DATA RECORDS:
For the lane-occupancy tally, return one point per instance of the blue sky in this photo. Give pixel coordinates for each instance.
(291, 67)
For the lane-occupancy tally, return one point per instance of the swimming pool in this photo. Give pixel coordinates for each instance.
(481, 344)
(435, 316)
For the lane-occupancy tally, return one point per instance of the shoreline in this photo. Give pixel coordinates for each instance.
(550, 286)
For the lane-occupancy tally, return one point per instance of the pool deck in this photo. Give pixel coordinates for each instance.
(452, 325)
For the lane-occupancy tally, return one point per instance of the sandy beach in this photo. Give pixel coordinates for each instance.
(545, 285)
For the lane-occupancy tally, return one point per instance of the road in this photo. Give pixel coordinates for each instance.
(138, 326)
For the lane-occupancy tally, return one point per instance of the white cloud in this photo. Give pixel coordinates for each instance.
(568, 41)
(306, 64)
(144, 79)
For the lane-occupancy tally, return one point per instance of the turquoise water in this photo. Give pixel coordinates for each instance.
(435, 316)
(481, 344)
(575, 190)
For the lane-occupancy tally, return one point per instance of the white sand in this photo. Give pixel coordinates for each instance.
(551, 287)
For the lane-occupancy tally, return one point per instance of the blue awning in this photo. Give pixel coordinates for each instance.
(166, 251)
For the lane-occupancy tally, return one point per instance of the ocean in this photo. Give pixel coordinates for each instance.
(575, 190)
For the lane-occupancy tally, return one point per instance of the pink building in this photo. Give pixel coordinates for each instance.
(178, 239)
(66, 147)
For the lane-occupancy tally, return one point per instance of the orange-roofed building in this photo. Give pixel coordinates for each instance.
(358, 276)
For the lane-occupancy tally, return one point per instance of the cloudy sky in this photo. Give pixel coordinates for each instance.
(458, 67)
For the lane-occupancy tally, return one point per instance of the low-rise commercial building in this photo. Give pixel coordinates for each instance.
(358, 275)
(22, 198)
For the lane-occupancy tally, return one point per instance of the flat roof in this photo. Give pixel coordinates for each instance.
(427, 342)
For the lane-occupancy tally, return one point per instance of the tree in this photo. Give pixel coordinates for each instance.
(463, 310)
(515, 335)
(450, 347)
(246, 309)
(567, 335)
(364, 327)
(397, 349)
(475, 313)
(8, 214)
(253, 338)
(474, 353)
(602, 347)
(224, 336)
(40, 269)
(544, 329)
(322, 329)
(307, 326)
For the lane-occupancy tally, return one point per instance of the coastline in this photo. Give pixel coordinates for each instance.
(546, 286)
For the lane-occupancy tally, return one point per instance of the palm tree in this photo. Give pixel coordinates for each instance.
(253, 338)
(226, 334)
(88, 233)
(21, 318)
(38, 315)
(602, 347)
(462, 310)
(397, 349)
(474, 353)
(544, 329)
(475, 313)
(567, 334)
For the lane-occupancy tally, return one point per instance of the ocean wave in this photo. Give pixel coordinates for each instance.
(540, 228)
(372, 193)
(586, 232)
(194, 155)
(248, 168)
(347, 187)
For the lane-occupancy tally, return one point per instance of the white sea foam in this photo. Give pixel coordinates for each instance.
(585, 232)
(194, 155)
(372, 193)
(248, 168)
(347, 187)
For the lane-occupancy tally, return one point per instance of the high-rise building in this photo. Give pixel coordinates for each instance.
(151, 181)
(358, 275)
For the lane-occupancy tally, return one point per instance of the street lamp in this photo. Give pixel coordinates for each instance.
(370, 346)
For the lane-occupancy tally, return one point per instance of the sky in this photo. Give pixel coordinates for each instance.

THE PROBLEM: Please repeat the items above word for word, starting with the line that contains "the white sea" and going on through the last line of the items.

RESPONSE TO THIS TASK:
For the lane-occupancy tally, return one point per instance of the white sea foam in this photo. Give pixel coordinates for each instance.
(585, 232)
(194, 155)
(372, 193)
(248, 168)
(347, 187)
For the lane-occupancy tally, return one point per instance of the high-rise building in this photo. Give pixel coordinates for each instance.
(151, 181)
(358, 275)
For the lane-occupancy tally, return one point per instance of the street lamp in this photo. Give pixel coordinates for each instance.
(370, 346)
For the lane-occupancy tally, return one point per instance of the sky in this photo. Give pixel coordinates for each instance.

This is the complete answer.